Your task
In the records below, swap each "component" for "service" and keep every other part unchanged.

Stored records
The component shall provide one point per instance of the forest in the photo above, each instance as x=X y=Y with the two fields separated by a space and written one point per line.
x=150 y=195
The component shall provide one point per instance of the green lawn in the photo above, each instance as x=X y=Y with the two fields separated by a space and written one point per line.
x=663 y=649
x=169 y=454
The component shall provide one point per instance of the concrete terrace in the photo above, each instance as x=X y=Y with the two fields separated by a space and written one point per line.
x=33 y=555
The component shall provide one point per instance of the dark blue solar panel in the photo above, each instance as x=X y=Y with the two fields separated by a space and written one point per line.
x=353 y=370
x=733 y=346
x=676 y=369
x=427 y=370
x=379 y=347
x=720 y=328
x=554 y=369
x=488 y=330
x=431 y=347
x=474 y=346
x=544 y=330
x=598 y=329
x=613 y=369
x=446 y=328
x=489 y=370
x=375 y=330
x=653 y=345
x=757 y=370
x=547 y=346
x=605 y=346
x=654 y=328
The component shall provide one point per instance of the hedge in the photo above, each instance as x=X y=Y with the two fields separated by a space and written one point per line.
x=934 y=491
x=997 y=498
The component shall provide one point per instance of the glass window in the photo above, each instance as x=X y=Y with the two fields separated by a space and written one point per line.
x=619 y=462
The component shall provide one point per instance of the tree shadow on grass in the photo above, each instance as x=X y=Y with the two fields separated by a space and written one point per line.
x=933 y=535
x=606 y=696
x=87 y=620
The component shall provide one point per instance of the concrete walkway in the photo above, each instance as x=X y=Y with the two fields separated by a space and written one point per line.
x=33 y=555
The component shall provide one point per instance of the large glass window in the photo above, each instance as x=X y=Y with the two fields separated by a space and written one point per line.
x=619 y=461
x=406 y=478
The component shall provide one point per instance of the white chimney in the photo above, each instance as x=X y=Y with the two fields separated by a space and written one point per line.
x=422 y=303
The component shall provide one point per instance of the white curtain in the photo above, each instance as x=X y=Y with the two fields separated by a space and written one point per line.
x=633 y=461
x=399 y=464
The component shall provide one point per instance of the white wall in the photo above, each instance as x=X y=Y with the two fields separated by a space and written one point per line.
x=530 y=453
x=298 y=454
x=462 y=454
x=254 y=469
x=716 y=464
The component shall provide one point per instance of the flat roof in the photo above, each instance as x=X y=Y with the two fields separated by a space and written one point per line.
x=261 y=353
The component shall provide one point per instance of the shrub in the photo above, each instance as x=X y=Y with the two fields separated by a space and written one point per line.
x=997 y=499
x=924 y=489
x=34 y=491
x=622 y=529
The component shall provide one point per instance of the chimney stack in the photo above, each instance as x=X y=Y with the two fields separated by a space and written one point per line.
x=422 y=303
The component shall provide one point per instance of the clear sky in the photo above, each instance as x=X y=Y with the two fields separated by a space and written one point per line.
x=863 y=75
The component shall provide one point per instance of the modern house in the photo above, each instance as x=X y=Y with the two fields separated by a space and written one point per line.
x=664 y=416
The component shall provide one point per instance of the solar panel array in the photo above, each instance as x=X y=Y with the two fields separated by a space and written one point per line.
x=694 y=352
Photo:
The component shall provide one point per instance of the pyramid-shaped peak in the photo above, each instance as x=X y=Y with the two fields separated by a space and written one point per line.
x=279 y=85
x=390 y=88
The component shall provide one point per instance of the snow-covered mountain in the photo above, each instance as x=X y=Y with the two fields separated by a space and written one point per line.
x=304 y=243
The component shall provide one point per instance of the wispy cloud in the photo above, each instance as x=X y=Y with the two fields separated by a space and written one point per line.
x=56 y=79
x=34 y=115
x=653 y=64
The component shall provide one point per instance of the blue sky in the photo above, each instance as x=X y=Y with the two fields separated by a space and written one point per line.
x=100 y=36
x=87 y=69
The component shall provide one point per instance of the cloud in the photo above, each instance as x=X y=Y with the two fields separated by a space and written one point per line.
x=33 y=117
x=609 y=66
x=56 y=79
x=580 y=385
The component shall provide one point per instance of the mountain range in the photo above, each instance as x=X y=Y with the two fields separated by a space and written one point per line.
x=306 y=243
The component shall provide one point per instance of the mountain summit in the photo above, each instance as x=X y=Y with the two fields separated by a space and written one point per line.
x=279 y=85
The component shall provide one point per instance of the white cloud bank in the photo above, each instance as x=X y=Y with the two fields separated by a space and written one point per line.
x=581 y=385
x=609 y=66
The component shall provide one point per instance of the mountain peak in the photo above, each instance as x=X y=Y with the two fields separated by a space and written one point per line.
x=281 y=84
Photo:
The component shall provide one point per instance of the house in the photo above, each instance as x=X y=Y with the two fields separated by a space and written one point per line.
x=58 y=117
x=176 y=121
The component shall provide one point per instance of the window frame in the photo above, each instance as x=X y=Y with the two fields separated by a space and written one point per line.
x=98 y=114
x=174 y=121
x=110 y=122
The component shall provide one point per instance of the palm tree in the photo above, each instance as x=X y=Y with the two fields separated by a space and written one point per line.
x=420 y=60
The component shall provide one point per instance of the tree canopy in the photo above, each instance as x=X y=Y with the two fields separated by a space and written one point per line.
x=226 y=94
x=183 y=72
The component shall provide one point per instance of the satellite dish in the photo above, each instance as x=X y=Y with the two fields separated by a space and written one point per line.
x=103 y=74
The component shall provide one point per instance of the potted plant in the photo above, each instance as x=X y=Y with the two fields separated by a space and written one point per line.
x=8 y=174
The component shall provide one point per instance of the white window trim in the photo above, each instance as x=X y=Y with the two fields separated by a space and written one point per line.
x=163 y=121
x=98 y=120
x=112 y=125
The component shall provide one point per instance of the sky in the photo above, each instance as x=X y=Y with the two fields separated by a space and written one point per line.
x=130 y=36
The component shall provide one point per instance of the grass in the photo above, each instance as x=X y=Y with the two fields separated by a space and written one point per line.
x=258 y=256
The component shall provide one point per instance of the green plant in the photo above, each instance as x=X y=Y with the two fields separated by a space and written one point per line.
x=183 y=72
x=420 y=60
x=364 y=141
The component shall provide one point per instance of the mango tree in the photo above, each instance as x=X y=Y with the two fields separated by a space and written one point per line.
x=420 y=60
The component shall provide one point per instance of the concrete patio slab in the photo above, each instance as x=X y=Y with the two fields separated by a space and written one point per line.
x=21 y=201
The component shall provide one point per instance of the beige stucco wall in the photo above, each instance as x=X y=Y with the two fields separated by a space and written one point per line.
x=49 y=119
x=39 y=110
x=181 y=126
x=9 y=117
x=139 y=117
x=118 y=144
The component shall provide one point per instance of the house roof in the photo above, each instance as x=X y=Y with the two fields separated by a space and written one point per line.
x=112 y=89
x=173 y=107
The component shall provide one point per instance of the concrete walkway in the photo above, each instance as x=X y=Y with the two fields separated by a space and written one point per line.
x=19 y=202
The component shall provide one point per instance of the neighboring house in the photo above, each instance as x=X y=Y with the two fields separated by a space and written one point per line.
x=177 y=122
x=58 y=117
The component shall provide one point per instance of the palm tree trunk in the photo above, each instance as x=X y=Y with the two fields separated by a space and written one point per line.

Written solution
The service shall provide one point per instance of the forest in the photo above, each instance as x=X y=Y with the two fields separated by a space and written one point per line.
x=150 y=195
The service shall provide one point per instance of the green lawn in the photo above, each instance as x=X y=Y with the two fields separated by a space and written one point per line.
x=663 y=649
x=169 y=454
The service shall provide one point per instance of the concrete terrace in the photo above, each instance as x=X y=Y with the two fields separated by a space and written one point per line.
x=33 y=555
The service shall provide one point per instance of the dark blue solar panel in the photo above, each instance as x=X y=Y with the two fields separated by a space and written one point per line.
x=353 y=370
x=733 y=346
x=676 y=369
x=427 y=370
x=379 y=347
x=720 y=328
x=554 y=369
x=488 y=330
x=431 y=347
x=474 y=346
x=544 y=330
x=598 y=329
x=613 y=369
x=446 y=328
x=489 y=370
x=375 y=330
x=653 y=345
x=757 y=370
x=547 y=346
x=605 y=346
x=654 y=328
The service shall provide one point per instance of the hedge in the photo above, each instance as x=X y=Y with the two fields separated by a space and written one point per line.
x=934 y=491
x=997 y=498
The service shall provide one point per instance of the glass window in the photo above, each instance as x=X y=Y with the two fields separated by a space and written one point per line.
x=619 y=462
The service shall provide one point per instance of the tree shadow on grass in the photo above, each instance as x=X y=Y with the two fields separated by a space and written one point per line.
x=933 y=535
x=606 y=696
x=87 y=620
The service shall provide one point per instance of the concrete walkway in the photo above, each instance as x=X y=Y with the two fields separated by a space and written one point per line.
x=33 y=555
The service shall provide one point per instance of the large glass window in the photo above, each instance as x=X y=Y with the two fields separated by a space and written one point per line.
x=619 y=461
x=406 y=478
The service shall provide one point per instance of the white chimney in the photo above, each instance as x=X y=Y with the two fields separated by a space and written one point per line.
x=422 y=303
The service shall provide one point per instance of the white curtain in the photo above, each instance as x=X y=Y with the two fields separated by a space and written one point per line.
x=633 y=461
x=399 y=464
The service shall provide one point per instance of the white wall in the photo above, each instance as x=X y=Y with the two fields separated by a space and written one point per line.
x=530 y=453
x=298 y=454
x=462 y=454
x=254 y=469
x=716 y=464
The service shall provide one point per instance of the flat roof in the photo above, each instance as x=X y=Y with the two fields separated by a space and written one point per line.
x=261 y=353
The service shall provide one point per instance of the shrub in the photo above, each instance as x=X y=Y with the two fields separated by a space and written one point per line.
x=997 y=499
x=924 y=489
x=34 y=491
x=622 y=529
The service shall provide one point per instance of the chimney stack in the photo above, each instance as x=X y=Y with the two fields separated by a space and written one point per line.
x=422 y=303
The service shall provide one point per instance of the clear sky in the photo above, each instance as x=X y=Y with the two fields separated by a space and written one point per line.
x=863 y=75
The service shall provide one point per instance of the modern house in the photo above, each instance as x=X y=Y with the two fields separated by a space and written one point per line.
x=664 y=416
The service shall provide one point per instance of the solar panel array in the photo above, each instance as x=X y=Y with the two fields separated by a space and written one point per line.
x=694 y=352
Photo:
The service shall provide one point per instance of the pyramid-shaped peak in the photo above, each instance as x=X y=Y with the two fields separated by a space and written one point per line.
x=279 y=85
x=390 y=88
The service shall provide one point per instance of the snow-covered mountain in the photo above, each instance as x=X y=Y with the two fields separated by a space and written one point per line.
x=304 y=243
The service shall provide one point per instance of the wispy cloud in the photo above, each instance as x=X y=Y with the two fields separated by a space and written one point per line.
x=56 y=79
x=34 y=115
x=653 y=64
The service shall provide one point per instance of the blue sky in the photo above, each instance as x=X y=Y with the two fields separated by a space and written one point per line.
x=100 y=36
x=87 y=69
The service shall provide one point per instance of the cloud in the photo above, each instance as x=X y=Y with the two fields separated by a space and written one point per line.
x=33 y=117
x=609 y=66
x=56 y=79
x=580 y=385
The service shall provide one point per instance of the mountain range in the photo above, each instance as x=X y=Y with the two fields separated by a space and written one point per line.
x=306 y=243
The service shall provide one point per instance of the mountain summit in the photo above, each instance as x=X y=Y with the two fields separated by a space and written one point per line.
x=279 y=85
The service shall provide one point per instance of the white cloud bank in the photo above, each instance as x=X y=Y with the two fields separated by a space and written one point per line.
x=581 y=385
x=609 y=66
The service shall provide one point per instance of the mountain peak in the photo above, each instance as x=X y=Y with the two fields separated by a space and written one point per line.
x=281 y=84
Photo:
The service shall provide one point per instance of the house in the photo above, each instance as x=X y=Y with the two fields separated by a space and written one point per line.
x=58 y=117
x=176 y=121
The service shall provide one point per instance of the window frame in the photo above, each instance as x=X y=Y with the two fields separated by a space and written one point per line.
x=98 y=114
x=174 y=121
x=110 y=122
The service shall provide one point per instance of the palm tree in the photo above, each instance as x=X y=Y with the two fields separated by a space and written one point per line.
x=420 y=60
The service shall provide one point per instance of the tree canopy in the photo above, each instance as x=X y=Y with the two fields separated by a space and written one point per line.
x=226 y=94
x=183 y=72
The service shall provide one point per instance of the satellite dish in the photo above, each instance as x=X y=Y with the two fields separated by a space and written one point per line.
x=103 y=74
The service shall provide one point per instance of the potted plant in the photo above, each instance as x=X y=Y with the two fields separated by a space and written one point per line.
x=8 y=174
The service shall provide one point per instance of the white window trim in the photo above, each instance as x=X y=Y with the two fields separated by a space and written one point per line.
x=163 y=121
x=98 y=120
x=112 y=125
The service shall provide one point per instance of the sky in the photo above, each instance as x=X y=Y with the two fields separated by a space and written one point per line.
x=130 y=36
The service shall provide one point per instance of the grass in the photo above, each instance as x=X y=Y with the two fields separated by a space and written one point per line.
x=258 y=256
The service shall provide one point per instance of the green plant in the photo above, each instance as x=X y=Y with the two fields separated by a space and written one point per line.
x=183 y=72
x=420 y=60
x=364 y=141
The service shall provide one point per instance of the mango tree in the photo above, each instance as x=X y=Y with the two fields separated by a space and written one point per line.
x=420 y=60
The service shall provide one point per instance of the concrete patio slab in the photo above, each instance as x=X y=Y with the two fields separated by a space and written one point per line.
x=21 y=201
The service shall provide one point per instance of the beige stucco wall in the photo above, each instance as x=X y=Y with the two fields separated by a space and written one point per line.
x=49 y=119
x=39 y=110
x=181 y=126
x=9 y=117
x=139 y=117
x=118 y=144
The service shall provide one point per instance of the house roof in the photo above, each instance as x=X y=Y with the two fields separated by a space and written one point per line.
x=112 y=89
x=173 y=107
The service shall provide one point per instance of the concrete walkway in the photo above, each instance as x=X y=Y with the two fields separated by a space and written one point per line.
x=19 y=202
The service shall provide one point per instance of the neighboring house in the photo above, each instance as x=X y=Y with the two fields separated by a space and written one point per line.
x=177 y=122
x=58 y=117
The service shall provide one point per instance of the palm tree trunk in the photo above, each instance as x=X y=Y with the two fields separated by a space and written one point per line.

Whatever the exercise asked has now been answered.